*** Opening Passage to read ***

Cell pellets were re-suspended in 50 mM NaH2PO4, pH 8.0, 300 mM NaCl and 10 mM imidazole and lysed by freeze-thaw cycles and sonication. The supernatant was loaded onto a Ni-NTA column and washed several times with 50 mM sodium phosphate buffer, pH 8.0, containing 300 mM NaCl and 10–30 mM imidazole. The protein was then eluted with 50 mM sodium phosphate buffer, pH 8.0, containing 300 mM NaCl and 400 mM imidazole. Glycerol was added to the eluted solution to a final concentration of 16% (v/v) and then the concentrated protein was further purified through a Superdex 200 gel filtration column (Amersham Pharmacia) by FPLC system with a buffer containing 10 mM Tris, pH 7.5, 10 mM NaCl. A single peak for ERAP1 enzyme or C-terminal domain was collected and the protein was concentrated to 3–7 mg/ml for crystallization.

Enzyme Activation Assays

Aminopeptidase activity was determined by measuring the fluorescence of 7-amido-4-methylcoumarin (AMC) released by hydrolysis of Leucine-AMC (L-AMC). Assays were performed at 25°C in 200 μl of 50 mM Tris/HCl, pH 8.0, 0.1 M NaCl, containing 0.75 μg ml−1 ERAP1 enzyme in the presence or absence of 100 μM peptides. Hydrolysis of 50 μM Leucine-AMC (L-AMC) was followed for 5 minutes and measured using an excitation wavelength of 380 nm and an emission wavelength of 460 nm. Fluorescence intensities were calibrated using AMC as standard12.

*** Closing Passage to read ***

Exercise: Render this sentence from the protein purification methods in Spanish: "The protein was then eluted with 50 mM sodium phosphate buffer, pH 8.0, containing 300 mM NaCl and 400 mM imidazole."

*** Opening Exercise data ***

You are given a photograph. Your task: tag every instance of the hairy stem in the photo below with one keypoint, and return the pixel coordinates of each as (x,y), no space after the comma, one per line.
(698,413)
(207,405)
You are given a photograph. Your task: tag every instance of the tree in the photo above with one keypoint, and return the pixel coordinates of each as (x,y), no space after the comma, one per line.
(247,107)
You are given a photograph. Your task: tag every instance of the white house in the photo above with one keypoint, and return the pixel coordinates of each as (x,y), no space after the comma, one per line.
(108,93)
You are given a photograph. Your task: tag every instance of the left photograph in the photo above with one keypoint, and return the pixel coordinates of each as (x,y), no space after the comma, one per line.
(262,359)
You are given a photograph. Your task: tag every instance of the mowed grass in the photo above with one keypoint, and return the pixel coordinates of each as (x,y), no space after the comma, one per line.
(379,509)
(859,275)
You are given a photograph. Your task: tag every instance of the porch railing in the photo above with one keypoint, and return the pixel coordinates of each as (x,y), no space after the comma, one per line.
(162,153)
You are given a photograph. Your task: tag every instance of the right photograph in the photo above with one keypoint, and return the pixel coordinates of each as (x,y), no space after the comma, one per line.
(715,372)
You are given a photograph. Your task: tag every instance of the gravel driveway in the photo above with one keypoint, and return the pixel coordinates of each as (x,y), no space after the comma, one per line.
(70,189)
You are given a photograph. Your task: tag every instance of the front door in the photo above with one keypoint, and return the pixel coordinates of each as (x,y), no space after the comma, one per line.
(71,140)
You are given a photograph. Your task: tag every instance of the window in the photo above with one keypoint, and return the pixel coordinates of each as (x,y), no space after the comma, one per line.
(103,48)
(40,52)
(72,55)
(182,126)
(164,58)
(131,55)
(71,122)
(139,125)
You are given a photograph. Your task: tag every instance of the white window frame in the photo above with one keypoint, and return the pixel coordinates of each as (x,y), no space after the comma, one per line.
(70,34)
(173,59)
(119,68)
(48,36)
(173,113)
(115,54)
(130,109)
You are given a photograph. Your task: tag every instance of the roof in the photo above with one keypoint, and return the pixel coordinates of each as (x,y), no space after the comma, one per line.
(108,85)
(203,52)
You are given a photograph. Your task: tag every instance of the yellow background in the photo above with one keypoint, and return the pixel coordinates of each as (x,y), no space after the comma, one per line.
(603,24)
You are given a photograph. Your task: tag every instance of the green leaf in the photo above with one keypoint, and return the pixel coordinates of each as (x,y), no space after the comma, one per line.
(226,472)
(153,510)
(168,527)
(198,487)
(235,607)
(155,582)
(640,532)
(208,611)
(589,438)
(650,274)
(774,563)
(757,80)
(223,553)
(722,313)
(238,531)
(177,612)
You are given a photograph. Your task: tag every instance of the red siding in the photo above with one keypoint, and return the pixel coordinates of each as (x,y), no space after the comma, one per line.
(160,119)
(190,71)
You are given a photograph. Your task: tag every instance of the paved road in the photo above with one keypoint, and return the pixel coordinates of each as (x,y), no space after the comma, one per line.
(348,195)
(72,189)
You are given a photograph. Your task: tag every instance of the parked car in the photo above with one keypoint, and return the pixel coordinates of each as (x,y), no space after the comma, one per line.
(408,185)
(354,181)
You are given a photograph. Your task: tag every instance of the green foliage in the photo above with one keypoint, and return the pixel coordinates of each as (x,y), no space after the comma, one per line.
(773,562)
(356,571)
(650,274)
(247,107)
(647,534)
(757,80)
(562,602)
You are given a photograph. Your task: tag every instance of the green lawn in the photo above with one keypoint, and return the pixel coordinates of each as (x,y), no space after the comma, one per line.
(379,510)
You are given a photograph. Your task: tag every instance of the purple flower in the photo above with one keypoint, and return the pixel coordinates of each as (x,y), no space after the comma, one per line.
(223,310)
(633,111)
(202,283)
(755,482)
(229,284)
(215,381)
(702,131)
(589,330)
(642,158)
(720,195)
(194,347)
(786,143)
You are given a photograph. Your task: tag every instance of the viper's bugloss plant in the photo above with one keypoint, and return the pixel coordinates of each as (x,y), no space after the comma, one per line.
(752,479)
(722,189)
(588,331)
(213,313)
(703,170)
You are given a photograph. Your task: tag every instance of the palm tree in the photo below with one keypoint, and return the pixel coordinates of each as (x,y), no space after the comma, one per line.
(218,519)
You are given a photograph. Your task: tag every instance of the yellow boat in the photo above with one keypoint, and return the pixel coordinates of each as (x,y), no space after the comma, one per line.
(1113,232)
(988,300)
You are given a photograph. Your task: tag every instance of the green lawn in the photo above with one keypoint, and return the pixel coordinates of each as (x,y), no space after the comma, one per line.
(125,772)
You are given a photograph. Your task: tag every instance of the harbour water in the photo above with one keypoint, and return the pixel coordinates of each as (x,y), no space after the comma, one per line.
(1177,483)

*** Closing Exercise data ***

Output of the task: Luego, la proteína se eluyó con tampón de fosfato de sodio 50 mM, pH 8,0, que contenía NaCl 300 mM e imidazol 400 mM.